- Excerpt:
>>>>>
‘To carry through on Trump’s promise of realignment in American grand strategy will require a class, or counter-elite, to help him or future presidents like him’
“Merchants of death” was a sobriquet once applied to the arms industry, notably by the journalists F.C. Hanighen and H.C. Engelbrecht in the title of a book they published in 1934. Today the real merchants of death are not the arms dealers but those who sell the idea of war within America’s policy elite, both inside and outside of government. They possess a monopoly on respectability, and politicians who thirst for respect from the real governing class need little incentive to adopt the ideas of the smart set. Those who don’t play along get the treatment meted out to Ron Paul or Tulsi Gabbard—or Donald Trump.
Trump does not crave respectability. He supplies whatever desire for approval he feels from his own reservoir of self-esteem. This makes him seem arrogant and perversely proud of his ignorance, so far as his enemies see it, but in fact it means he is largely immune to the ideological virus to which virtually all other politicians are susceptible. Trump knows that the foreign policy establishment is bankrupt. And that’s what makes him a president who can actually give peace a chance.
<<<<<
- Information provided:
>>>>>
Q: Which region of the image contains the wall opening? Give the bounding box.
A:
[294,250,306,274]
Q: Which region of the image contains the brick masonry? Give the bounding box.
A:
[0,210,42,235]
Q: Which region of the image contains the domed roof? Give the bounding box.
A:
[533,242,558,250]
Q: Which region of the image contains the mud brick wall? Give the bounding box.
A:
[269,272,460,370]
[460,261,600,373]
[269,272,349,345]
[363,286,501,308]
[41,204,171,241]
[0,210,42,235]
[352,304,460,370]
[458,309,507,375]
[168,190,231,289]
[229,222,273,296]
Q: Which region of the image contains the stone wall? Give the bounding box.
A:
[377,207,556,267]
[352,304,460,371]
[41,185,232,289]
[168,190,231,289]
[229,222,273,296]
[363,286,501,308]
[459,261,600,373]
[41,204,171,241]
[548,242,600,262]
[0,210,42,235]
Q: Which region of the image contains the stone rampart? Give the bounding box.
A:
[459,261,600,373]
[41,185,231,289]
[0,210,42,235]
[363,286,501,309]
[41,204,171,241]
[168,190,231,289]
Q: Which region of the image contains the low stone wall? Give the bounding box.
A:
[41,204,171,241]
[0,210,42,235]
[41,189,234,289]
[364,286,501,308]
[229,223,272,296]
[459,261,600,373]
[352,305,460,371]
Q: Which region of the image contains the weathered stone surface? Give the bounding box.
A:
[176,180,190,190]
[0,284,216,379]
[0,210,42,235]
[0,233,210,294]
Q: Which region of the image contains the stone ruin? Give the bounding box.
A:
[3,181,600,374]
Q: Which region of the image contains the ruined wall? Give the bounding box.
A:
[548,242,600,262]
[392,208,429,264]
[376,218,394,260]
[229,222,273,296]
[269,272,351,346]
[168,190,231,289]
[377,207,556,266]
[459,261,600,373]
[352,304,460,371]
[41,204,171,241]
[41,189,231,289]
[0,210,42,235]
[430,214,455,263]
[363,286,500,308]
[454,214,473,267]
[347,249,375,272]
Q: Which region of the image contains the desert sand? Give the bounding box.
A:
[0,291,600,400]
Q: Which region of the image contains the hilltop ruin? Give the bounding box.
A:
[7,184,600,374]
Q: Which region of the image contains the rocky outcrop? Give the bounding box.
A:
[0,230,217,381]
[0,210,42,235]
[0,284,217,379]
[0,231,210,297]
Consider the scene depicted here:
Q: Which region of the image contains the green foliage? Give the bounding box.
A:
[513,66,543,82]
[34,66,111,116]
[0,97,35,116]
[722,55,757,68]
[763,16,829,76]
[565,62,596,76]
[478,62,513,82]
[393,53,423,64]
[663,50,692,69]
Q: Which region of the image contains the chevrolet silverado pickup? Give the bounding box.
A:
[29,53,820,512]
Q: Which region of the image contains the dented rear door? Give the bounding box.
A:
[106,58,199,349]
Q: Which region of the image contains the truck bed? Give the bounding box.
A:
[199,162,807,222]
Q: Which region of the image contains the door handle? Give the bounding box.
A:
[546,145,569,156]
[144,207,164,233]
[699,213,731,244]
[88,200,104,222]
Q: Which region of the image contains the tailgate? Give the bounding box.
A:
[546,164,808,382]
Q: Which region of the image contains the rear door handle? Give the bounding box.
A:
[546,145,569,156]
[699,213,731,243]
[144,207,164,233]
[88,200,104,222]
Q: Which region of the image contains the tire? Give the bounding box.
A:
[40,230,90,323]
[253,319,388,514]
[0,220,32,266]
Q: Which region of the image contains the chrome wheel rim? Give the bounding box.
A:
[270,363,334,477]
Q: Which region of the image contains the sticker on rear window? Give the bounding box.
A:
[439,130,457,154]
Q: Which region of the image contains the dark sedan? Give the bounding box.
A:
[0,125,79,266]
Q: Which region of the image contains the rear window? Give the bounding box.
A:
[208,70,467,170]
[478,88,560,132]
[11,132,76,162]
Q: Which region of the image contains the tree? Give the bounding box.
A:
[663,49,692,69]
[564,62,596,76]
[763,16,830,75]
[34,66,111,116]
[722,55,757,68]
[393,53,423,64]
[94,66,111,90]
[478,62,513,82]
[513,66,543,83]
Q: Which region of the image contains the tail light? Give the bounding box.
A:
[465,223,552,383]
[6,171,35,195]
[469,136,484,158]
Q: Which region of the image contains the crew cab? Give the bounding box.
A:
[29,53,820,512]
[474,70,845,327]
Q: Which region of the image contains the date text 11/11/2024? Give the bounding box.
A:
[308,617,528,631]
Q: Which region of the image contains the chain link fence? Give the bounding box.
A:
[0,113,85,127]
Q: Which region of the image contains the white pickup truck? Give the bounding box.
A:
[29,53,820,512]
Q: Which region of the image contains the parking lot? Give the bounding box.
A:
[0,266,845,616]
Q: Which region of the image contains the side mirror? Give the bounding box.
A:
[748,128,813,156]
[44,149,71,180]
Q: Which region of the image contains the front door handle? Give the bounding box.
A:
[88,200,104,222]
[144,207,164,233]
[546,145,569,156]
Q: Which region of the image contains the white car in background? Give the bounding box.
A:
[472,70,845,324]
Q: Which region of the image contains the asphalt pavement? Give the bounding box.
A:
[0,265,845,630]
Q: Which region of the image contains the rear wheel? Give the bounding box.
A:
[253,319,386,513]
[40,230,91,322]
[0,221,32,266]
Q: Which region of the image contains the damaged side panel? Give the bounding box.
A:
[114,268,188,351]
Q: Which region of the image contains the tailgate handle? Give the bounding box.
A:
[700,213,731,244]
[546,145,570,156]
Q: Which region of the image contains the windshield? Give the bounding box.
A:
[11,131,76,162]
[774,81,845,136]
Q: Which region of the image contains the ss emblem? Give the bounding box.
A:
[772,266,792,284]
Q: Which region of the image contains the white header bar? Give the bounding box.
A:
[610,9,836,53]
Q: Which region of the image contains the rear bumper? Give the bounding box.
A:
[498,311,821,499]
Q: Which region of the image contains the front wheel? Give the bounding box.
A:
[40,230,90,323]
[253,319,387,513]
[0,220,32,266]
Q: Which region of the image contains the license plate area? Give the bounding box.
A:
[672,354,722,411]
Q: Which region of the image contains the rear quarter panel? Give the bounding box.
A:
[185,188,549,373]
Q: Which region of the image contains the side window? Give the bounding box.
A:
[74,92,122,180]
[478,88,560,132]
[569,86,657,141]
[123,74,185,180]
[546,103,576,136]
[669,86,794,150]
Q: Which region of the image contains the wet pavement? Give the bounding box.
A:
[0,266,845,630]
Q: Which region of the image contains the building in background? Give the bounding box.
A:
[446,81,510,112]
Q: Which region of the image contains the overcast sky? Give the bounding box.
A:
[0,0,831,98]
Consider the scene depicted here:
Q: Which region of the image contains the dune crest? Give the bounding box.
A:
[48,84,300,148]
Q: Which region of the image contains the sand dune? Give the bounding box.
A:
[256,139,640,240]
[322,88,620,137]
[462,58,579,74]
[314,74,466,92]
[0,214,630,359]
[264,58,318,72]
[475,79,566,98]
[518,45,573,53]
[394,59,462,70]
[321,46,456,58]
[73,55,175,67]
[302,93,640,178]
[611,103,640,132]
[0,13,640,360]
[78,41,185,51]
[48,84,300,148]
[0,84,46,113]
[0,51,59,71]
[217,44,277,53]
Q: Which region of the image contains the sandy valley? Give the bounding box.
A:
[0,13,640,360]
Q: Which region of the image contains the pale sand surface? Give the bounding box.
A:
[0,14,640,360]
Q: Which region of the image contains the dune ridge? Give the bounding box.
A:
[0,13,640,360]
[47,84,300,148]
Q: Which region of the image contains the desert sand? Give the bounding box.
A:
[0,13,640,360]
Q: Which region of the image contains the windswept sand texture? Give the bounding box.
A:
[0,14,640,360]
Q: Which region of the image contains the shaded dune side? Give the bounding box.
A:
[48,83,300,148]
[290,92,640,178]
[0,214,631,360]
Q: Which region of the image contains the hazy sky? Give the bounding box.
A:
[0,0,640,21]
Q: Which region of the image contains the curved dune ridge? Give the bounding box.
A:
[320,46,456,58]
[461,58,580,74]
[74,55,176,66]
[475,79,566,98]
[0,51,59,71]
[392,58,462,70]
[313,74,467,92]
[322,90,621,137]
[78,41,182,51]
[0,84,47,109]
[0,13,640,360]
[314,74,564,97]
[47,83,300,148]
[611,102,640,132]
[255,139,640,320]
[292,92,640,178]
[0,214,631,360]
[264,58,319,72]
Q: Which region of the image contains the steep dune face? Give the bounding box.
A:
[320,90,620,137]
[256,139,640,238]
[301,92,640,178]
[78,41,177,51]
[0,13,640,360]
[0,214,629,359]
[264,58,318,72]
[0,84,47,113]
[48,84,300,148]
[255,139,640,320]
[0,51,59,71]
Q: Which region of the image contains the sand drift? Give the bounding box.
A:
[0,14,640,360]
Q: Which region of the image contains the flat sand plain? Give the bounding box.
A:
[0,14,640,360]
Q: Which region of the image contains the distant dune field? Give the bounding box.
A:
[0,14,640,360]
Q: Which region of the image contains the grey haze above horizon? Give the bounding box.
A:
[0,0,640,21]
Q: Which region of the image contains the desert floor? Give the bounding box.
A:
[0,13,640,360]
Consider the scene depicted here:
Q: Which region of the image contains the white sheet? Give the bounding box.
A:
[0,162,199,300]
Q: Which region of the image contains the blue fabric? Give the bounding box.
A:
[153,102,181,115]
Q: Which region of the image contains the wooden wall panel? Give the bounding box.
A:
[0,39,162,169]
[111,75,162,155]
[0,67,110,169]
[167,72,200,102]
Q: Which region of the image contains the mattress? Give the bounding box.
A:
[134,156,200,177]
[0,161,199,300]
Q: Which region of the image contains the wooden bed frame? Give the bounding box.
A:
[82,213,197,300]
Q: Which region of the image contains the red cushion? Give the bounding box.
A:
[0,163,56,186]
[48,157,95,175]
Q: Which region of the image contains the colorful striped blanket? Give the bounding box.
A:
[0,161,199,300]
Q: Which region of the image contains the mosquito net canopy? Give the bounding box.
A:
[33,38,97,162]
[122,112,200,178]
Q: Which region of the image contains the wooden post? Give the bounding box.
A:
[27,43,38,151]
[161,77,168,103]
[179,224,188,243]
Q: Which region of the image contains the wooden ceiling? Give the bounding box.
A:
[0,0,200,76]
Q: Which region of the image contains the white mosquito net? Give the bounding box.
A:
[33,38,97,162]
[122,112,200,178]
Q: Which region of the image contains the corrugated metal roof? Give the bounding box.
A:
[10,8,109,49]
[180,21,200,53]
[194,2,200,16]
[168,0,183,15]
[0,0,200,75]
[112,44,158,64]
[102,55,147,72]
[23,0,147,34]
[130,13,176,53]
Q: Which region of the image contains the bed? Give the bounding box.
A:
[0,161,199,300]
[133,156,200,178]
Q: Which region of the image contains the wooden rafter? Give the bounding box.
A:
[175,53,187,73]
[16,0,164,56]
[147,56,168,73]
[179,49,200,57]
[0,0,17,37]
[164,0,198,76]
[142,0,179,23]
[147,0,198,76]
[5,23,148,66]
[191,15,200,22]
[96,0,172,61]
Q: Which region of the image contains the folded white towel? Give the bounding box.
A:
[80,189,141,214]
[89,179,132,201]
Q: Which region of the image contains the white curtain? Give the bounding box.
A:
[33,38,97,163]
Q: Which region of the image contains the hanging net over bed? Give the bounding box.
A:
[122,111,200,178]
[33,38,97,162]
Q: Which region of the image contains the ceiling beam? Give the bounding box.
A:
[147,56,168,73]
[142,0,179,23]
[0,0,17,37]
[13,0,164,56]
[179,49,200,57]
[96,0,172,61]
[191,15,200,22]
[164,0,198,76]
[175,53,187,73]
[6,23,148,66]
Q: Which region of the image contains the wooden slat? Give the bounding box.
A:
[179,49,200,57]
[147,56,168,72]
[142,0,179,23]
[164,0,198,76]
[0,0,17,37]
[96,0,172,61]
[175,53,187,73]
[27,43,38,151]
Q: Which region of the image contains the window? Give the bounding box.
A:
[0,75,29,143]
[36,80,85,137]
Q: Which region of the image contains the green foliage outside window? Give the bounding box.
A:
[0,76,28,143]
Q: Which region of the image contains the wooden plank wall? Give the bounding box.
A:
<<<<<
- Tasks to carry out:
**1)** According to the excerpt on Trump and foreign policy, in what year did F.C. Hanighen and H.C. Engelbrecht publish their book?
**2)** List every person named in the excerpt on Trump and foreign policy.
**3)** Restate the stretch of the excerpt on Trump and foreign policy from "Trump does not" through "peace a chance.", renaming "foreign policy establishment" as "national security establishment".

- Results:
**1)** 1934

**2)** F.C. Hanighen, H.C. Engelbrecht, Ron Paul, Tulsi Gabbard, Donald Trump

**3)**
Trump does not crave respectability. He supplies whatever desire for approval he feels from his own reservoir of self-esteem. This makes him seem arrogant and perversely proud of his ignorance, so far as his enemies see it, but in fact it means he is largely immune to the ideological virus to which virtually all other politicians are susceptible. Trump knows that the national security establishment is bankrupt. And that’s what makes him a president who can actually give peace a chance.